— Exercise goal —
In the text on political extremism and the pandemic, what share of Australians have received two doses of the vaccine?

— Supplied text —
════════════════════

In the United Kingdom a Labour MP was murdered by people professing the same ideology being propagated by Mr Christensen. More recently a Conservative MP was murdered doing their day-to-day work as a politician, because people like Mr Johnson in the United Kingdom have decided, in desperate political circumstances, that it's okay to propagate far-Right political conspiracy theories and mobilise people around those ideals to try and damage your political opponents. These things have consequences in our democracy. Nobody is arguing that people don't have the right to protest, nobody is arguing that people don't have the capacity for free speech; what we're after is political leadership.

Outside, of course, there are people who have different views. More people should listen to the science about the COVID-19 pandemic, about the important role that vaccinations must play in keeping us all safe and about the role of the public health measures. There has been enormous pain in our community as a result of the public health measures that have had to be taken, in no small part because of the failure of Mr Morrison to deliver vaccines on time, to get rapid antigen tests out there and to ensure there's personal protective equipment in aged care. These are the things that have driven the pandemic and made things harder for ordinary Australians. But what we've got out the front, which Senator Rennick and Senator Antic and Mr Christensen are urging on with all the others down there, is a group of fascists and fringe dwellers and some fixated persons. A person was arrested out there with a sawn-off rifle last week, and there are people over here, and Mr Morrison, who think that's not a problem. What does it take for the modern Liberal Party, and what passes for the National Party these days, to take these things seriously? When people assemble outside parliaments with nooses, it has consequences. It's not reasonable debate; it's a threat of violence. I saw yesterday what happened to the British Labour leader, with loops and extremists chasing him down the street. The good work of the protective services in the United Kingdom is what saved him from a very serious assault.

The truth is that Australians do not support this madness. They have voted with their feet. Well over 90 per cent have received two doses of the vaccine. Australians trust scientists, they trust healthcare professionals and they trust each other. But Mr Morrison has failed to stand up to the extremists on his own back bench, and we know why. In one of his occasional truth bombs—we had another one last week, via text—Mr Joyce made it clear why Mr Morrison won't take Mr Christensen on: it's because Mr Morrison relies upon Mr Christensen's vote over there in the House, and Mr Joyce relies upon Mr Christensen's vote in the Nationals party room. There's not an ounce of political courage or principle left in this Prime Minister—no courage and no principle. He has kowtowed to extremists and kowtowed to violent political extremism, and, as a consequence, it's become more and more prominent in the Liberal Party.

Mr Christensen still sits in the party room. He still has a vote in the caucus, and those opposite, who know this man much better than we do, have known for a very long time how dangerously off course he has gone. I've said it; I wrote to Minister Andrews in November last year, and to the Australian Federal Police, when I saw threats of political violence—direct threats—made on Mr Christensen's Telegram account. There have been crickets from Minister Andrews and crickets from Mr Morrison. They have no capacity to stand up. And what do we have revealed today? Mr Christensen is spending tens of thousands of dollars of taxpayers' money, public money, every month—hundreds of thousands of dollars over his term in office—to propagate extremist political ideology, to make things worse and to undermine the public health message. Yet all we have here, and what I anticipate we're about to have, is some quisling defence based on free speech, as if anybody is arguing here about free speech.

We just want a prime minister who puts the national interest first, puts Australia first and puts Australian democracy first. I'm afraid we're going to have to wait for an election before we get one.

════════════════════

— Dataset records —
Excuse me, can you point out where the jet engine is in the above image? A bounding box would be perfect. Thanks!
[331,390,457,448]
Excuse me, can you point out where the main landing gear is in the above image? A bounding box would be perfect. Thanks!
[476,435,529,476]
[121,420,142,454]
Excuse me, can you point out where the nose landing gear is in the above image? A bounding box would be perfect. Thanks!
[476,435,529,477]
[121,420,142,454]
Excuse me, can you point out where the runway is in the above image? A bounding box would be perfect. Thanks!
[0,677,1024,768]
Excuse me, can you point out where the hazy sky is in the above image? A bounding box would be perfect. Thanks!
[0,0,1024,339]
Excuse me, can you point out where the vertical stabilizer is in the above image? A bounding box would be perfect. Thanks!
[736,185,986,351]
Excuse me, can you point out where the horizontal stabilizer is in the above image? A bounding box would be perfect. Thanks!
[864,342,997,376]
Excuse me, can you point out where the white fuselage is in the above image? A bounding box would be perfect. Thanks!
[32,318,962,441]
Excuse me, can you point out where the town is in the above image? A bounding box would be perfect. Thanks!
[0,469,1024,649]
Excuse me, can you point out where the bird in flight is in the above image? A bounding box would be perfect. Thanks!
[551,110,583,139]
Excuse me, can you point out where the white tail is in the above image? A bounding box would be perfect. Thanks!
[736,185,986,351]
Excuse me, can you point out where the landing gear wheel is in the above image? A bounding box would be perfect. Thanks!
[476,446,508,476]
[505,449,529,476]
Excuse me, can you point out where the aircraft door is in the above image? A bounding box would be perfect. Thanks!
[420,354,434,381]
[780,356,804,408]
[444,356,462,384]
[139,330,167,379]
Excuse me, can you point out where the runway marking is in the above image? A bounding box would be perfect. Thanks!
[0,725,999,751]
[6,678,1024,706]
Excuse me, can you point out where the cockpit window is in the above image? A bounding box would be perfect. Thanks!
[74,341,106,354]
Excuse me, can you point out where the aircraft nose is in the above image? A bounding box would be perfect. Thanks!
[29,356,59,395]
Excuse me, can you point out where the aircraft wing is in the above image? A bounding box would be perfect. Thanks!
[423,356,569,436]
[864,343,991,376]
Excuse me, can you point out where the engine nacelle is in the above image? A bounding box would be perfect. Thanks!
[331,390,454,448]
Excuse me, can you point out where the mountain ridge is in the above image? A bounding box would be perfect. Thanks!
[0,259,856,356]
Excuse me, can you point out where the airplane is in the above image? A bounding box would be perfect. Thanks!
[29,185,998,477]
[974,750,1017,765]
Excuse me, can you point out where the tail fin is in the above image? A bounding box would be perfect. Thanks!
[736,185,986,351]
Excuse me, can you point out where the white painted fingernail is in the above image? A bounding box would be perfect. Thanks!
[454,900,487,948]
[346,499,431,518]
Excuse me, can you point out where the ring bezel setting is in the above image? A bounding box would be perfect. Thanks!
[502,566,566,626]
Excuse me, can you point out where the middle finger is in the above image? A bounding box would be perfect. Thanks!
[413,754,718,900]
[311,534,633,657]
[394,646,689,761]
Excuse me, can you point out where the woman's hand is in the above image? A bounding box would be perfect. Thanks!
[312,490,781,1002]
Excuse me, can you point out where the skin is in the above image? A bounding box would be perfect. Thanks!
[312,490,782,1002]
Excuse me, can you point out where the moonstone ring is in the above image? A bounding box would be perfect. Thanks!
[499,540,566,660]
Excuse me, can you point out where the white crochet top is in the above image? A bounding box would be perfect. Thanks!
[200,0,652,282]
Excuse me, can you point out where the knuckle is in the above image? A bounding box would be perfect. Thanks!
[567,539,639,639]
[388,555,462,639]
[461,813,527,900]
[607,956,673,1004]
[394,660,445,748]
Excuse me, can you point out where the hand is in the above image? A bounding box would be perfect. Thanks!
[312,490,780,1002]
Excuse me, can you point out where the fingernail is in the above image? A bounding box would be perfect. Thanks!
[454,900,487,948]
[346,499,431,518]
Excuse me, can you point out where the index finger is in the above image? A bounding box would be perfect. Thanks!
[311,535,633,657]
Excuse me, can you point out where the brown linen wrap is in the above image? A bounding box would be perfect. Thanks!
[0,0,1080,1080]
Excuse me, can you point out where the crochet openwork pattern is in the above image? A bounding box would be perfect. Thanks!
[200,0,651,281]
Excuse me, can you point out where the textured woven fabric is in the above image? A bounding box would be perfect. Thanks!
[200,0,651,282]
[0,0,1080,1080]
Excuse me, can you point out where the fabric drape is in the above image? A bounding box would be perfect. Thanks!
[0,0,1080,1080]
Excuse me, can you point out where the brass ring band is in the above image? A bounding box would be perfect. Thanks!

════════════════════

— Task result —
Well over 90 per cent.